AIM » Present the records as a Markdown table with the columns Row and Line, starting with the first line of the records and going on through the line containing "left=311, top=645, right=372, bottom=706", with both of those lines included. Give each line its own row, and leave out blank lines.

——————————

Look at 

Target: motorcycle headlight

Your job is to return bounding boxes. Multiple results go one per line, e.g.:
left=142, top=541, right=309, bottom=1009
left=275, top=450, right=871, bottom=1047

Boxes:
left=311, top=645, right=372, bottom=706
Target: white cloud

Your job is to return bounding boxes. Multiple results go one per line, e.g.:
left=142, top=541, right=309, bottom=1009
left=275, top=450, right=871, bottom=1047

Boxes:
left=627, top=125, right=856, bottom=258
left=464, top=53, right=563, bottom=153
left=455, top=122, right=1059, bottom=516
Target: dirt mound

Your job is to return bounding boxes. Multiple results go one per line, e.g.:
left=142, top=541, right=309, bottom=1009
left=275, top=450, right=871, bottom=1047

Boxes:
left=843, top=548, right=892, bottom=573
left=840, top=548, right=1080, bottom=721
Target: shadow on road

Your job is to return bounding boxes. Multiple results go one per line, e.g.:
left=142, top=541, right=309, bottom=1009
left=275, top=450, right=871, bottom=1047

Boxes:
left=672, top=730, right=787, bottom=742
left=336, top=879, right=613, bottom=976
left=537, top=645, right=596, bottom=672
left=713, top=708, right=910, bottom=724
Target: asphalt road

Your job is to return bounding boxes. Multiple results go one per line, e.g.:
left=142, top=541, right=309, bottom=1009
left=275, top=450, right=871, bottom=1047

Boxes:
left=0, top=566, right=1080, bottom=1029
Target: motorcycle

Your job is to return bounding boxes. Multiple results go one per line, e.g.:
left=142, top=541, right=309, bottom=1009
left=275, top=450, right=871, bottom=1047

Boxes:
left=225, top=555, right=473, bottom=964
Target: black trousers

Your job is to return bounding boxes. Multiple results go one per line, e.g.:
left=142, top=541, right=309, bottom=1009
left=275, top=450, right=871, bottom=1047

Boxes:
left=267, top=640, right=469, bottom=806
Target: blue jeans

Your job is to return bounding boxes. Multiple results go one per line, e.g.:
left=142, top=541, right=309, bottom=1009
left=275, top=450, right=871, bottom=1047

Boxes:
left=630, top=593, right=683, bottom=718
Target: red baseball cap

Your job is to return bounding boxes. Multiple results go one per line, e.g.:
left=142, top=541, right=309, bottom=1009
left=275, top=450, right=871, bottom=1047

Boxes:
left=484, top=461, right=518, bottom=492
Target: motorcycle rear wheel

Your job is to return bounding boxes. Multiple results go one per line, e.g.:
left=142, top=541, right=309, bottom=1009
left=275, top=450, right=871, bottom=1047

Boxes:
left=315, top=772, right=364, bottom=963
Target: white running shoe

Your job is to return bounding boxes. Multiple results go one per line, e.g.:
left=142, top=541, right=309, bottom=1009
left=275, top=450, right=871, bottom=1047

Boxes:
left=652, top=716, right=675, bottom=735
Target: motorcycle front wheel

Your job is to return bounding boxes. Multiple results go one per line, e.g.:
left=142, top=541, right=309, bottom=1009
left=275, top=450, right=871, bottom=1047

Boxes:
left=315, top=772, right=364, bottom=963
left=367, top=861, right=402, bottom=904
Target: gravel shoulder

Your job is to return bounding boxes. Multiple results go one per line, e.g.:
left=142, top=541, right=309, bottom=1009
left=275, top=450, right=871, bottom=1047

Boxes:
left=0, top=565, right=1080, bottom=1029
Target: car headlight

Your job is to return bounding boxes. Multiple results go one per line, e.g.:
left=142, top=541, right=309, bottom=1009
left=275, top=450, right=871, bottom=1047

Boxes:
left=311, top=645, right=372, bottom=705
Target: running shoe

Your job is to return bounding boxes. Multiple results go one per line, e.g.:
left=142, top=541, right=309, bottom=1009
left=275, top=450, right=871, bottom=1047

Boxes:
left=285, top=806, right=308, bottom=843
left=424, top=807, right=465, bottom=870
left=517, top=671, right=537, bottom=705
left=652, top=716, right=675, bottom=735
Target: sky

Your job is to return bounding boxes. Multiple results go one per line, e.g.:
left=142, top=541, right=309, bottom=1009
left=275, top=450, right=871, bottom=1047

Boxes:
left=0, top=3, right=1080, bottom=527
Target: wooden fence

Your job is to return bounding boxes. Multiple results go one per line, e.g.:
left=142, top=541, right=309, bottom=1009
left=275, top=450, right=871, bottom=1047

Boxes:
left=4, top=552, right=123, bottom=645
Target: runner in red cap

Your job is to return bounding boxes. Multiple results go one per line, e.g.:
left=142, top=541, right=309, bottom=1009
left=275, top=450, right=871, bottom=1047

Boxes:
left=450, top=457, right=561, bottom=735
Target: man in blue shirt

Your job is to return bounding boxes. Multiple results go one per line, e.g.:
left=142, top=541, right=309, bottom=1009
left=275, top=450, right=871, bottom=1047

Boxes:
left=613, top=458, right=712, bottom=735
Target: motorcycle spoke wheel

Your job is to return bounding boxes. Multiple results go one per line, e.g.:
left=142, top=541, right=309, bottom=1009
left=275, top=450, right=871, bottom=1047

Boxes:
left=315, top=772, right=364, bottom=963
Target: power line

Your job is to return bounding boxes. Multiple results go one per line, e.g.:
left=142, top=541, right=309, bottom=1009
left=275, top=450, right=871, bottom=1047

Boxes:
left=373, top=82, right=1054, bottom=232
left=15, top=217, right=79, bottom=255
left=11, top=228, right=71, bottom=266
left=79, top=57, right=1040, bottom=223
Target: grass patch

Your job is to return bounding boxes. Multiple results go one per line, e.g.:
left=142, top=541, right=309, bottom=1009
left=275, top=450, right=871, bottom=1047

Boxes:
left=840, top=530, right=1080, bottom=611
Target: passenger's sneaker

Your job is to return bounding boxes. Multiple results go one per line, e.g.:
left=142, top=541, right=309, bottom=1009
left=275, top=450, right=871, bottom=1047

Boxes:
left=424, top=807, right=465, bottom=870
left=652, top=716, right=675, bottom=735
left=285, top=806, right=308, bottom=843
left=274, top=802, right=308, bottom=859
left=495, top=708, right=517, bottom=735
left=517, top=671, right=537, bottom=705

——————————

RESPONSE TO THE EXERCISE »
| Row | Line |
|---|---|
| 1 | Look at  |
| 2 | Target: motorcycle headlight |
| 3 | Your job is to return bounding boxes. Multiple results go one per line, e.g.: |
| 4 | left=142, top=541, right=309, bottom=1009 |
| 5 | left=275, top=450, right=871, bottom=1047 |
| 6 | Boxes: |
| 7 | left=311, top=645, right=372, bottom=706 |